GIVEN TEXT: Begin

Friday, June 24, 2011

Stark Raving Fnnn Nuts!

Warrning I am on a rant and this is not for the squeamish so excuse yourself now and use the minutes you would waste reading this and go get a coke.
So it takes me a while sometimes...I can be told something and not "get it" until I have first hand experience. For years I have joked around about how is it that perfectly normal mothers becoming full blown nut jobs? When my son was in his teens I had a theory that the kids do it to them it just takes a while to fully develop. All those years of worry and stress.  I've thought it had to be just luck of the draw, on the outside other peoples mothers seem to be OK. But the older I get the more I realize everyone's mother after a certain age is F****N Nuts!

Now I have heard people, men, whisper about "OH NO! menopause.! I have exactly 2 blog followers one male....cue all the male readers leaving, I just lost half my readership on my second post.  I was under some airy fairy misconception that it was a natural thing that most women go through and just was a wonderful life change leading us from those child bearing years into the "Golden Years."

Golden years my ass...seeing red....having empathy for justified homicide years more like!
 
I read a book where the author used the mystery story to "expose" the use of pregnant mare urine in making a drug for menopause. Premarin, get it? I was OUTRAGED! why would anyone even consider penning up a preggo mare and catching her urine...but more so what complete nut case would use it? That is just GROSS!
Houston we have a problem! You go enough nights waking up to a towering inferno that moments before was called your bed, you get to thinking anything is a good idea. All those years you told your kid not to stand in the refrigerator door and "look" well forget that, stand in the freezer door instead!

I'm thinking it must have been a relative of a menopausal woman that was desperate and started thinking what would have the highest concentration of hormones and how do I get it?... came up with... I know the horse is pregnant.....I could harvest the horses pee and get mom to drink it! that might do it! What once was an unbelievable, crazy, cruel, idea started to get an eyebrow lift, a hummmm?

GIVEN TEXT: End

EXERCISE:
Can you continue the blog post about menopause, picking up right after its last sentence?

PROVIDED DATA: Begin

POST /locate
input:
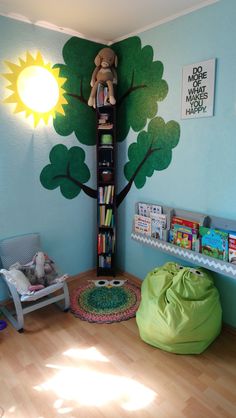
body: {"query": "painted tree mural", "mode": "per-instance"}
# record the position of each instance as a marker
(140, 88)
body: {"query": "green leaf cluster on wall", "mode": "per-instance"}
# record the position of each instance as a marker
(140, 87)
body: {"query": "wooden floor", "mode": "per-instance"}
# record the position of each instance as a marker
(64, 367)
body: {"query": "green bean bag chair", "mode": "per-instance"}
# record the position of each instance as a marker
(180, 309)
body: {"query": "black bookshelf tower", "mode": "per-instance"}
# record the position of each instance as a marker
(106, 184)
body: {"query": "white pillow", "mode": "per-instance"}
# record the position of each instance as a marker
(18, 279)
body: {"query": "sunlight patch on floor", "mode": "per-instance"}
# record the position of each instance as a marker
(88, 354)
(83, 385)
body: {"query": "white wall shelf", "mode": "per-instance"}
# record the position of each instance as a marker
(200, 260)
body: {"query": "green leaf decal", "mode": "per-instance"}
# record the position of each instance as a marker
(79, 118)
(67, 171)
(140, 85)
(153, 150)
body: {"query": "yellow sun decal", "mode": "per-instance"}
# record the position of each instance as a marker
(37, 88)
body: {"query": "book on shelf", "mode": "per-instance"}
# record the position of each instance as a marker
(184, 240)
(106, 195)
(144, 209)
(104, 261)
(102, 98)
(105, 125)
(142, 224)
(185, 222)
(232, 247)
(184, 236)
(160, 218)
(214, 243)
(156, 229)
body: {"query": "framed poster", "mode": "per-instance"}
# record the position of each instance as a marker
(198, 86)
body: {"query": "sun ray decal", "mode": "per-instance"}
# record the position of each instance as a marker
(36, 88)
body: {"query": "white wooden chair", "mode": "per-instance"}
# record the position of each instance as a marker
(22, 249)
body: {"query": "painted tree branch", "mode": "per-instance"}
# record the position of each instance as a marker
(130, 90)
(120, 197)
(81, 96)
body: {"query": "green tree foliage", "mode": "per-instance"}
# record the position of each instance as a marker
(140, 88)
(79, 118)
(152, 151)
(67, 171)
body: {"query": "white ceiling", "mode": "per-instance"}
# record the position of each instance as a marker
(104, 21)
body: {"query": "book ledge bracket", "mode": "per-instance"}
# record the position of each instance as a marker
(206, 222)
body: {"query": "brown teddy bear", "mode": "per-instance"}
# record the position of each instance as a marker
(104, 73)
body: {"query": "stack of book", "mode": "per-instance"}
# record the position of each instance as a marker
(103, 121)
(104, 261)
(106, 195)
(158, 224)
(214, 243)
(102, 96)
(184, 232)
(105, 243)
(232, 247)
(105, 216)
(150, 220)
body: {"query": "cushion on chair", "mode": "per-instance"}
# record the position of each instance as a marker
(41, 293)
(19, 249)
(17, 279)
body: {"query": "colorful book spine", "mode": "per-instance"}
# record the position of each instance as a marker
(214, 243)
(232, 248)
(185, 222)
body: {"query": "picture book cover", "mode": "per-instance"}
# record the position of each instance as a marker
(191, 234)
(159, 217)
(232, 248)
(156, 229)
(184, 240)
(142, 224)
(186, 222)
(144, 209)
(214, 243)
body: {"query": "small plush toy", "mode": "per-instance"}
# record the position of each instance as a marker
(104, 73)
(40, 271)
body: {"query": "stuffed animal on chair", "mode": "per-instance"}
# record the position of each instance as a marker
(104, 73)
(40, 271)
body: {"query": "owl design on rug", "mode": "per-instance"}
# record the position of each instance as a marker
(109, 283)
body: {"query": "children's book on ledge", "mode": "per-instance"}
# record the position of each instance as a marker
(190, 234)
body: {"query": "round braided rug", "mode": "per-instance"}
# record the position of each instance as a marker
(105, 304)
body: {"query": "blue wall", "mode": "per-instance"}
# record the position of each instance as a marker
(201, 175)
(67, 227)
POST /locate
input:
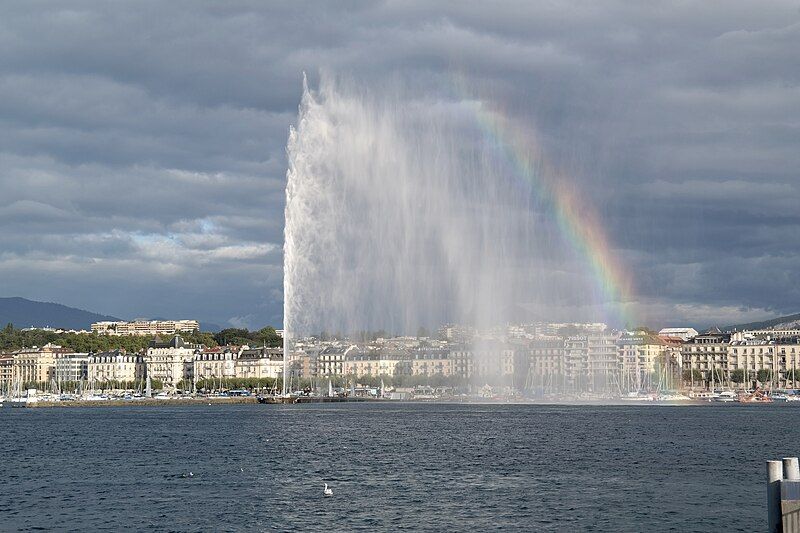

PROVIDED DATA: End

OUTPUT OF THE EXERCISE:
You read a medication warning label that says may increase your risk of cancer, stroke and heart attack and......... YOU DON"T CARE. You take a chance of becoming a side show attraction just to feel like you felt a couple of months ago. Somehow you know the whole bearded lady thing will counter act the up side of the hormone but what the hell??

And there it is, cue the divine angel singing noise, you get to a point with the whole hormone leaving you like a 20 year old bunny leaving a Heff and it all becomes clear, granted it is through a red fog, THAT is what happens to moms! Menopause!

I don't know when it really goes full blown, to many variables here, children, stress, what the hell ever, but at some point after loosing enough hormones a mom LOOSES "IT!" Ever heard of a young "crazy cat lady?" NO! why? because the crazy comes after the hormones leave! Ever see a lady out in something too skimpy and revealing and think "what the hell is she thinking?" She is thinking if I fake young maybe I won't loose "IT" completely.

My mother the past couple of weeks has pulled a couple of doozies that directly effect me. ( affect, effect one of her favorite pet peeves the mis use of them...I don't care!) Now! I get why she moved hundreds of miles away form her mother, son it's not to late get out NOW! I used to think why is she so crazy? I know now!
So there you have it....moms are crazy, get crazier, and it's all natural like hurricanes and tornadoes, totally natural!
I used to have a journal, it got me into all kinds of trouble, you would think I would keep my thoughts locked up in my own little head and never write anything down much less send it out into webhell, but there you go another example of crazy. May this make one hormone lacking woman crack a smile today!